[Dataset excerpt]

BEGIN

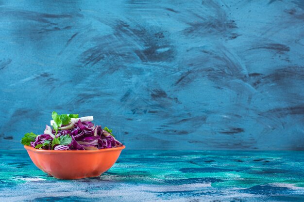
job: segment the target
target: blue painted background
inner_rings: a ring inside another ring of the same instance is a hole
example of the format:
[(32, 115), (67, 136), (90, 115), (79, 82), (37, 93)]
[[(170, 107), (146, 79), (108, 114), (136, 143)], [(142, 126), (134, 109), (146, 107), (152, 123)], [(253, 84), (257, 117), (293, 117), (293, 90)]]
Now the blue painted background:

END

(What you have to do): Recast the text of the entries above as a JSON list of strings, one string per line and no strings for blank lines. Leave the pictures out of the list.

(Final answer):
[
  "job: segment the target",
  "target: blue painted background",
  "inner_rings: a ring inside another ring of the same instance is a hole",
  "example of the format:",
  "[(32, 115), (67, 136), (90, 115), (79, 82), (37, 93)]",
  "[[(170, 107), (146, 79), (108, 114), (136, 143)], [(142, 126), (134, 109), (146, 107), (152, 123)], [(253, 84), (257, 117), (293, 117), (293, 90)]]",
  "Now the blue painted background:"
]